__SOURCE DOCUMENT__
+===+

Labour tried to govern, but the Unions rode over every move they made, because the Unions knew weakness, and knew how to exploit it, and with virtually no Law to stop them, they sent out the ‘flying pickets’ to stop the coal trucks and oil tankers entering the Power Station gates, the electric generators began to slow, and the Government caved in and gave wage rises which, ultimately, could not be afforded. Wage claim followed wage claim, and what the nurses got, the shop workers wanted more. Chaos ruled, and then more strikes catapulted Britain into further ruin. Inflation was rampant; in total in 1979, 29,474,000 working days were lost in industrial disputes.
Corbyn can promise that he will borrow and spend, or rather as he terms it ‘invest’ in British infrastructure; and borrow ever more to spend to reduce a non-existent poverty, to remove the need for food banks, when the only ones to visit have spent the benefit cash, which should have gone on rent and food, but probably went on booze, gambling and more booze.For an updated primer on what happens when a Left-wing politician gains power, check out the record of one Sadiq Khan, Labour Mayor of London especially when it comes to Union negotiations. It is illuminating, if nothing else!

+===+

__INPUT__
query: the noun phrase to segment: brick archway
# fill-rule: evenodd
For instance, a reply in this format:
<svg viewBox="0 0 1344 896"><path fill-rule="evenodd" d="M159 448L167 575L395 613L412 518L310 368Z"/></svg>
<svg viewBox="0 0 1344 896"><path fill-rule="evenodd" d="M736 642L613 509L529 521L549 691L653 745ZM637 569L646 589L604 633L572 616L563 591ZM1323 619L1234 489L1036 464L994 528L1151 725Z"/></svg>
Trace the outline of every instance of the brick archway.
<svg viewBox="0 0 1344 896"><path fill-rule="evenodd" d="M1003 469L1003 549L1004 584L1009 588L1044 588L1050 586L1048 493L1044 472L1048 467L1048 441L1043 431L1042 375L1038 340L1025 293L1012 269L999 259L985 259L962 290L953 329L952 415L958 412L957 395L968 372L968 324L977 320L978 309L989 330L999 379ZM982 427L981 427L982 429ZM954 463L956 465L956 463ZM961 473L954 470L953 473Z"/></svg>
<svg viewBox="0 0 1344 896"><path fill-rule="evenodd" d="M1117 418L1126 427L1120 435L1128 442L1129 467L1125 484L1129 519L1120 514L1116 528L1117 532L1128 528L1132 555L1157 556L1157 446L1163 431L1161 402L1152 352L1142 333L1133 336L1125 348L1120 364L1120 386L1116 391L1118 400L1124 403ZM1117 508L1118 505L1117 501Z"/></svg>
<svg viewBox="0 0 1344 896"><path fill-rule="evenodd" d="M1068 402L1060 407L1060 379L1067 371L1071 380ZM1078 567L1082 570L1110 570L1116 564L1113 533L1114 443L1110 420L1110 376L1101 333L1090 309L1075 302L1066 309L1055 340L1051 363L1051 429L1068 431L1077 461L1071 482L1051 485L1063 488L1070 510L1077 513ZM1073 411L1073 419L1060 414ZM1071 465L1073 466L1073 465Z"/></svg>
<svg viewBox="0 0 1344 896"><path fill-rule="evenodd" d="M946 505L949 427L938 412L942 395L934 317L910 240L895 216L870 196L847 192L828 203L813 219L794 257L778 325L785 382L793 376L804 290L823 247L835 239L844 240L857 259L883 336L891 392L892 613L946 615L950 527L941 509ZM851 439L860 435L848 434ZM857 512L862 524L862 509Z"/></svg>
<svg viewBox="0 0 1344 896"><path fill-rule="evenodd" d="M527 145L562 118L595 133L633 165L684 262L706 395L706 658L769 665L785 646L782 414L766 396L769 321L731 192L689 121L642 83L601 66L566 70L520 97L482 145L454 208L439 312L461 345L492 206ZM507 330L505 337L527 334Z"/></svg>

+===+

__EXERCISES TO COMPLETE__
• a. Switch "brick archway" to "stone archway" in the rows, from the first row through the line containing "402L1060 407L1060 379L1067", and give those lines back with everything else unchanged.
• b. Resume the text on Labour, the unions and Corbyn, picking up after its last sentence.
The text and the rows were taken from unrelated sources.

__SOLVED PROBLEMS__
• a.
query: the noun phrase to segment: stone archway
# fill-rule: evenodd
For instance, a reply in this format:
<svg viewBox="0 0 1344 896"><path fill-rule="evenodd" d="M159 448L167 575L395 613L412 518L310 368Z"/></svg>
<svg viewBox="0 0 1344 896"><path fill-rule="evenodd" d="M736 642L613 509L529 521L549 691L653 745ZM637 569L646 589L604 633L572 616L563 591ZM1323 619L1234 489L1036 464L994 528L1151 725Z"/></svg>
Trace the outline of every instance of the stone archway.
<svg viewBox="0 0 1344 896"><path fill-rule="evenodd" d="M1003 469L1003 549L1004 584L1009 588L1044 588L1050 586L1048 493L1044 472L1048 467L1048 441L1043 431L1042 375L1038 340L1025 293L1012 269L999 259L985 259L962 290L953 329L952 415L958 412L957 395L968 372L968 324L977 320L978 309L989 330L999 379ZM982 427L981 427L982 429ZM954 463L956 465L956 463ZM961 473L954 470L953 473Z"/></svg>
<svg viewBox="0 0 1344 896"><path fill-rule="evenodd" d="M1117 418L1126 427L1120 435L1128 442L1129 467L1125 484L1129 519L1120 514L1116 528L1117 532L1128 528L1132 555L1157 556L1157 446L1163 431L1161 402L1152 352L1142 333L1133 336L1125 348L1120 364L1120 386L1116 391L1118 400L1124 403ZM1117 508L1118 505L1117 501Z"/></svg>
<svg viewBox="0 0 1344 896"><path fill-rule="evenodd" d="M1068 402L1060 407L1060 379L1067 371L1071 380ZM1078 567L1082 570L1110 570L1116 564L1113 533L1114 443L1110 420L1110 376L1101 333L1090 309L1075 302L1066 309L1055 340L1051 363L1051 429L1068 431L1077 461L1071 482L1051 485L1063 488L1070 510L1077 513ZM1073 411L1073 419L1060 414ZM1071 465L1073 466L1073 465Z"/></svg>

• b.
For a worthwhile look back at the disaster which was a Hard-Left-Wing Union-dominated Britain, try When the Lights went out; or, if you can find a copy, the better coverage of The Writing on the Wall, by Phillip Whitehead. Either book, any relevant online history, they will tell you the truth, of the disaster which was a Britain governed (ha!) by Labour in the Seventies, before we were saved by a woman; a proud Briton, a brave politician; Margaret Thatcher was that woman.